# START OF Available data

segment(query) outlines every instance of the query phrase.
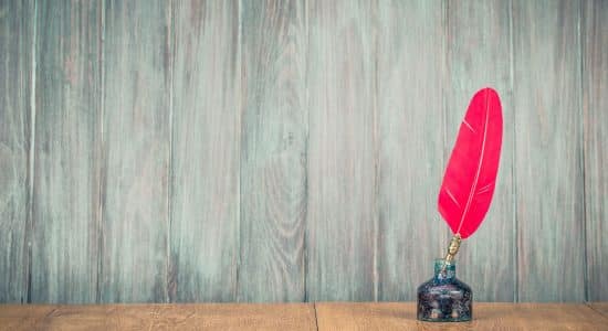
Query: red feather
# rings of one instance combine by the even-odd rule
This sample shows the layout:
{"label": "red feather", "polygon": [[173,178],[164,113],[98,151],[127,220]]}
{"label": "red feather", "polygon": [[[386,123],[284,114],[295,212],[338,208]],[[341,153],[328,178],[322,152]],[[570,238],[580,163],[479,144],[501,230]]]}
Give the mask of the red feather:
{"label": "red feather", "polygon": [[469,104],[439,191],[439,213],[461,238],[472,235],[490,209],[496,184],[503,118],[499,94],[480,89]]}

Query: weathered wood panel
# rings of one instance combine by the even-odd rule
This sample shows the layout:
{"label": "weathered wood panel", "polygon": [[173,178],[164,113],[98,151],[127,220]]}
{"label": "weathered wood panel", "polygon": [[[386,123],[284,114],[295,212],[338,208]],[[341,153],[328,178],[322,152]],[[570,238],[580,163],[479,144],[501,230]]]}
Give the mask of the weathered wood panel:
{"label": "weathered wood panel", "polygon": [[445,154],[449,157],[452,151],[471,97],[482,87],[491,86],[499,92],[504,127],[492,206],[474,236],[463,242],[458,255],[458,274],[460,279],[474,285],[476,301],[513,301],[517,241],[513,207],[515,128],[511,77],[511,2],[450,2],[448,22],[450,55],[447,76],[450,93],[445,109]]}
{"label": "weathered wood panel", "polygon": [[170,15],[167,1],[106,1],[102,302],[167,296]]}
{"label": "weathered wood panel", "polygon": [[377,296],[376,9],[308,2],[311,301]]}
{"label": "weathered wood panel", "polygon": [[171,301],[233,301],[239,257],[238,1],[174,2]]}
{"label": "weathered wood panel", "polygon": [[94,302],[101,8],[72,1],[36,7],[31,300]]}
{"label": "weathered wood panel", "polygon": [[443,171],[444,13],[441,1],[379,2],[379,300],[415,300],[448,243],[448,226],[437,212]]}
{"label": "weathered wood panel", "polygon": [[0,1],[0,302],[28,291],[33,1]]}
{"label": "weathered wood panel", "polygon": [[[513,11],[518,299],[584,299],[579,3]],[[494,243],[496,241],[493,241]]]}
{"label": "weathered wood panel", "polygon": [[242,2],[240,301],[305,299],[305,2]]}
{"label": "weathered wood panel", "polygon": [[586,298],[608,301],[608,2],[583,3]]}

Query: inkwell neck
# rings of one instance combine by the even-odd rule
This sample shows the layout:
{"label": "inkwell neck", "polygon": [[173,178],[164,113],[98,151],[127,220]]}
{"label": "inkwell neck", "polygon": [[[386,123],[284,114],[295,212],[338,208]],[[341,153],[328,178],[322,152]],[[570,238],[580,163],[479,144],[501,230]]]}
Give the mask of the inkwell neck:
{"label": "inkwell neck", "polygon": [[445,261],[442,258],[434,260],[434,279],[437,281],[448,281],[455,278],[455,261]]}

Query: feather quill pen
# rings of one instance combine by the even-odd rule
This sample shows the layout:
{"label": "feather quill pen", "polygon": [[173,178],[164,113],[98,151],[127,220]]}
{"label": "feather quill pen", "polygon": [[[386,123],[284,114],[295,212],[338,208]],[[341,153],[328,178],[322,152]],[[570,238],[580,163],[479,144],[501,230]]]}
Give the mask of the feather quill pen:
{"label": "feather quill pen", "polygon": [[475,93],[457,137],[439,191],[438,209],[454,234],[447,261],[480,226],[492,202],[501,157],[502,107],[492,88]]}

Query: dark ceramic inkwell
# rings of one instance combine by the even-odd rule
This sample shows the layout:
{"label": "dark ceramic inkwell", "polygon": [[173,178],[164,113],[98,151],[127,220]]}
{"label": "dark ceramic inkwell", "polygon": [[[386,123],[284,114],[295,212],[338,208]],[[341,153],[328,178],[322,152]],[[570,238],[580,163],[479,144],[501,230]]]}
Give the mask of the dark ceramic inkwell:
{"label": "dark ceramic inkwell", "polygon": [[463,322],[473,318],[473,291],[455,277],[454,256],[461,241],[485,217],[499,171],[502,107],[492,88],[475,93],[458,132],[443,174],[438,209],[454,234],[448,255],[434,260],[433,277],[418,287],[418,320]]}

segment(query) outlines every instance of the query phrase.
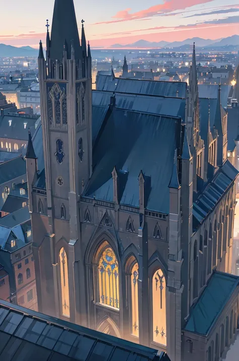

# END OF Available data

Given exercise: Express the lines from the one with "Query: feather quill pen" to the one with "Give the mask of the feather", both included, as a Markdown table with the columns "Entry" and "Content", numbering each row and leaving out blank lines.

Written solution:
| Entry | Content |
|---|---|
| 1 | Query: feather quill pen |
| 2 | # rings of one instance combine by the even-odd rule |
| 3 | This sample shows the layout: |
| 4 | {"label": "feather quill pen", "polygon": [[173,178],[164,113],[98,151],[127,220]]} |
| 5 | {"label": "feather quill pen", "polygon": [[[386,123],[284,114],[295,212],[338,208]],[[341,153],[328,178],[322,152]],[[570,238],[580,163],[479,144],[501,230]]]} |
| 6 | Give the mask of the feather quill pen: |